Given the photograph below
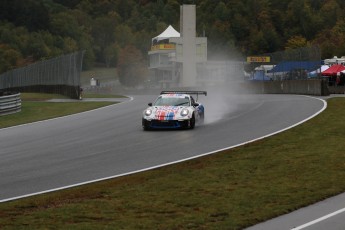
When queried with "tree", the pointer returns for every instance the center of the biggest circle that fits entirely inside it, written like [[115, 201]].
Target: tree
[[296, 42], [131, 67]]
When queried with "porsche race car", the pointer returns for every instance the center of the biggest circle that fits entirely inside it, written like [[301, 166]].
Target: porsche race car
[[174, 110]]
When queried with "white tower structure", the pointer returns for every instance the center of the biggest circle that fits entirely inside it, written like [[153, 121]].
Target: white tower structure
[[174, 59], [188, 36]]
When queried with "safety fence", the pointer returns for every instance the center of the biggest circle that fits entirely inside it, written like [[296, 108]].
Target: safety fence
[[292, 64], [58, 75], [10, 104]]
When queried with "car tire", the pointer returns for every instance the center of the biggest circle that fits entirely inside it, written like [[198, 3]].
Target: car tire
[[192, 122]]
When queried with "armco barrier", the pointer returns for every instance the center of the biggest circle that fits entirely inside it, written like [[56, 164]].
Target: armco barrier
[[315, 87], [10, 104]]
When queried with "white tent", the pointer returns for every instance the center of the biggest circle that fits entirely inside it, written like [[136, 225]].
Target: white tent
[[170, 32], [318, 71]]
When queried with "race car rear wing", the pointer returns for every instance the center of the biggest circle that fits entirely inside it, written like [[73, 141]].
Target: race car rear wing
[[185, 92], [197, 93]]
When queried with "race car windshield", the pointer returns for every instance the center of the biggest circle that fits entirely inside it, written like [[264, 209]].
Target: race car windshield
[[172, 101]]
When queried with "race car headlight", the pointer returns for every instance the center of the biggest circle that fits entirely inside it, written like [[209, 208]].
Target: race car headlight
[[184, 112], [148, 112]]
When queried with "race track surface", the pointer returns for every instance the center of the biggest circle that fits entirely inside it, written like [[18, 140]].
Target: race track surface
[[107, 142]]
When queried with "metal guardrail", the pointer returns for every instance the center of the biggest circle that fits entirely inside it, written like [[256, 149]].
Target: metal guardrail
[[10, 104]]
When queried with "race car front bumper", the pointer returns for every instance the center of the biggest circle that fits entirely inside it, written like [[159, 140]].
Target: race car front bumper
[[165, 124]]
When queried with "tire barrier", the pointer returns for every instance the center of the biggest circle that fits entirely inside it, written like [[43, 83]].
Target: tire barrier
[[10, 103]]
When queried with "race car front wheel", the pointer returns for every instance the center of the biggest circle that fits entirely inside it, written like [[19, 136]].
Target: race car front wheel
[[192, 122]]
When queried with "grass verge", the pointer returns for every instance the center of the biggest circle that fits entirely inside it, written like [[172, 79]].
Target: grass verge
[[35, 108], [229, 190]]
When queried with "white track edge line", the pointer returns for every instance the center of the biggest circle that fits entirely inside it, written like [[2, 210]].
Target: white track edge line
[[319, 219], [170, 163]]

ACTIVITY: Images must not appear in the copy; reproduce everything else in the records verbatim.

TASK RESULT:
Given the photograph below
When queried with "tree", the pointer returns for every instance the center of the biggest circle that fits entirely inside it, written like [[115, 201]].
Target: tree
[[296, 42], [131, 67]]
When queried with "porsche race car", the pointer returns for every instance the center of the biggest circle that fits entirely inside it, written like [[301, 166]].
Target: porsche race car
[[174, 110]]
When queried with "white tower structure", the pointer returns for every instance the center of the biggest circle that fits entirely inside it, written like [[153, 121]].
Target: white tower structure
[[174, 59], [188, 36]]
When queried with "safety fence", the pointer returns for every instance the center of the biggest circle that fits entirely inside it, written like [[296, 108]].
Target: safety fence
[[292, 64], [58, 75], [10, 104]]
When queried with "car tire", the pointer returns for every instance the center of the biggest circle that fits entirely inside it, written like [[198, 3]].
Target: car tire
[[192, 122]]
When queried with "armco barrier", the pointer returns for every instance the center of the biggest circle that fits entirely inside it, written like [[56, 164]].
Target: armco barrier
[[315, 87], [10, 104]]
When queried with "white tent", the pointer returns for every instance the center of the biggest circle that fits entirely inside it, written like [[136, 225]].
Target: white tent
[[170, 32], [318, 71]]
When queried with "race car rear wing", the pointer returns for every instance the center of the biggest circle that fits entirely inside it, written like [[73, 141]].
Target: race car rear wing
[[185, 92], [197, 93]]
When queried with "race car windshield", the pointer returns for every instance the center of the biggest circle that fits entirely inside it, written like [[264, 209]].
Target: race car windshield
[[172, 101]]
When queried with "race car headlight", the pointer returns for every instance the center of the biggest circle that fits entirely inside it, written like [[209, 208]].
Target: race car headlight
[[184, 112], [148, 112]]
When queried with "race track surface", the pointer returns for every instance the center of the biggest circle that fits entirely inside it, written like [[18, 140]].
Target: race track surface
[[107, 142]]
When queried with "metal guardrail", the pointer returns for every instance the center of the biggest circle that fits entirely inside it, written like [[256, 149]].
Target: metal guardrail
[[10, 104]]
When queried with "race car front bumper", the pointer returns for every instance the center of the biggest circle that fits entirely inside it, written like [[159, 140]].
Target: race car front bumper
[[165, 124]]
When queried with "tire barrier", the pointer returns for every instance the center of the biggest circle that fits entirely inside it, written like [[43, 83]].
Target: tire barrier
[[10, 103]]
When queried with "race car front wheel", the pointer returns for every instance the center of the biggest circle that fits entirely inside it, written like [[19, 136]].
Target: race car front wheel
[[192, 122]]
When queried with "grass verge", the pointer returns for every instance the center of the biggest circle that fits entirely inside it, written like [[172, 79]].
Target: grass verge
[[35, 108], [229, 190]]
When queried with "white track edge line", the pointer returns for every instance the center of the biggest circle that fits entirely inside it, written like [[2, 210]].
Target: white track edge line
[[319, 219], [170, 163]]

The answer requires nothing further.